▸ What you will do
Count the lines in the material below that contain the string "ceiling", and reply with the number alone.

************

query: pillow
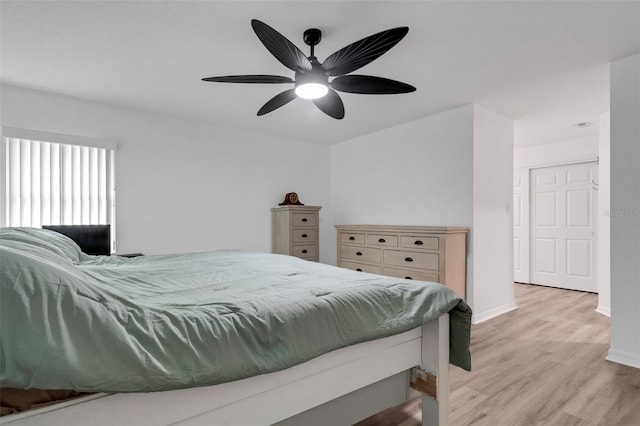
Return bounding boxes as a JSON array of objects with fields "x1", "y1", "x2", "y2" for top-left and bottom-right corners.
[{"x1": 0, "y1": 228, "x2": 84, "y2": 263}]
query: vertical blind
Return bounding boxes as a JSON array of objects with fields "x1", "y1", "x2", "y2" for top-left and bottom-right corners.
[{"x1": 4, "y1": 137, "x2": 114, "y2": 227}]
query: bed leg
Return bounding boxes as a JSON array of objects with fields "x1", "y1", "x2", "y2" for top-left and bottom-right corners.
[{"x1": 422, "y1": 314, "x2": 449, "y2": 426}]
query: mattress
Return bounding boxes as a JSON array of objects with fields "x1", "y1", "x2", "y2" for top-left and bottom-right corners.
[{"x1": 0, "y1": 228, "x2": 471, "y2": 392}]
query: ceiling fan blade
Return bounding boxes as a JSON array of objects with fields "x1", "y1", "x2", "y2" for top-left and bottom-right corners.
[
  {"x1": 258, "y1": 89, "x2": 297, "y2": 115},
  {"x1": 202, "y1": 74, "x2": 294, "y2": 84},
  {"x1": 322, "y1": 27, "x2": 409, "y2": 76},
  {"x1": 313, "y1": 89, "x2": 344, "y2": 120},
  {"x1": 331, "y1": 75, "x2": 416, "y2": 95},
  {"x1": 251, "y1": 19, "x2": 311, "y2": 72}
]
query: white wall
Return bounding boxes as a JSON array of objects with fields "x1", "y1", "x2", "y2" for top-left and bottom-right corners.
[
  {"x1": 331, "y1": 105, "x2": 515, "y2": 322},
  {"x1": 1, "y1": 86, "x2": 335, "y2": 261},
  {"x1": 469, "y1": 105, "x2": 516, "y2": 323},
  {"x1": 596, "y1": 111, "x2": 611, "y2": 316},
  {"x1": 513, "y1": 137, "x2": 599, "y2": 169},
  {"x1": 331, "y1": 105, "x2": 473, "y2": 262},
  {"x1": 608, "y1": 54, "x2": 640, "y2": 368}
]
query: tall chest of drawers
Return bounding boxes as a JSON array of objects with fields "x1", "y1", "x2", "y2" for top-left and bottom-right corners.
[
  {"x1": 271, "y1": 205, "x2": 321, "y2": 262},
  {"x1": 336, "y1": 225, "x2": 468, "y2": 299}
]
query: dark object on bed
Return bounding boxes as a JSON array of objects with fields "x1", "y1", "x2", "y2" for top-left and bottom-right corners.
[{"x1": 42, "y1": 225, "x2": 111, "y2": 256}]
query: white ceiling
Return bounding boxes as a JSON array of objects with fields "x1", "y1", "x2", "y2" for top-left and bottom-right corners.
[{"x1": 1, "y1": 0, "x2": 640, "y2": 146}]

************

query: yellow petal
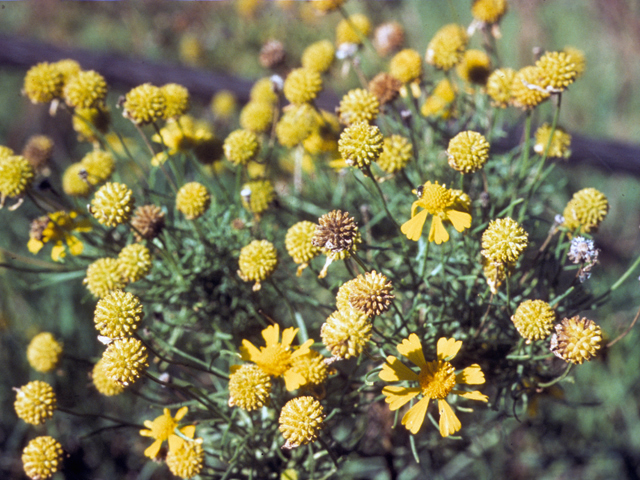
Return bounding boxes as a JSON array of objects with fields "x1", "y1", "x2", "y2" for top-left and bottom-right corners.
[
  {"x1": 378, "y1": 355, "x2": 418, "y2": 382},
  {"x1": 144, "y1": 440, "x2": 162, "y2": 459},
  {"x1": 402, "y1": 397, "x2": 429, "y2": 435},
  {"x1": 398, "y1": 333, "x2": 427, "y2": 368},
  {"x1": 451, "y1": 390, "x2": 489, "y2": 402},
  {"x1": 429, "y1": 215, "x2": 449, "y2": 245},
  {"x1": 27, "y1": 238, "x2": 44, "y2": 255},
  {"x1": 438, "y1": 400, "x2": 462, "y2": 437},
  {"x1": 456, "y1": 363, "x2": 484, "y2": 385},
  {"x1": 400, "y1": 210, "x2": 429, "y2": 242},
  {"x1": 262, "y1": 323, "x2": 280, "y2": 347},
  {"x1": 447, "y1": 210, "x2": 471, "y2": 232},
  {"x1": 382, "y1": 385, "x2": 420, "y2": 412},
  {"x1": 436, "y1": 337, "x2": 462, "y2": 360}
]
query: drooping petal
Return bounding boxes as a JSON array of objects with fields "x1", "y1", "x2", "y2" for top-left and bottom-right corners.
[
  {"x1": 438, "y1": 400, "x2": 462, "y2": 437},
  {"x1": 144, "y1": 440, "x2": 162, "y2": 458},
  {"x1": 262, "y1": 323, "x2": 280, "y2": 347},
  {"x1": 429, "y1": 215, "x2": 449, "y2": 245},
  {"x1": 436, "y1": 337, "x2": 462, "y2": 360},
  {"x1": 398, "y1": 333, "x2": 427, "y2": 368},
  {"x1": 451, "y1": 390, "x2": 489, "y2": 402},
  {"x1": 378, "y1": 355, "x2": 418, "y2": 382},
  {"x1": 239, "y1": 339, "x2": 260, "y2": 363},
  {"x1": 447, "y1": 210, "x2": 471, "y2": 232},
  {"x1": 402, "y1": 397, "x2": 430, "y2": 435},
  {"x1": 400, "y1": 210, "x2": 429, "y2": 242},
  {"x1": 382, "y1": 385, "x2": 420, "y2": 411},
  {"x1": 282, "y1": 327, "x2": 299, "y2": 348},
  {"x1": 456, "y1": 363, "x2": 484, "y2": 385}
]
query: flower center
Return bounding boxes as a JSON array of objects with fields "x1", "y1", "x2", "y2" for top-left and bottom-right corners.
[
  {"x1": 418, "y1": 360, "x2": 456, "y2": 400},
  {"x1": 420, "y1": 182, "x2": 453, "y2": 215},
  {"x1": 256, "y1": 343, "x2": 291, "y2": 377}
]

************

▸ Worked answer
2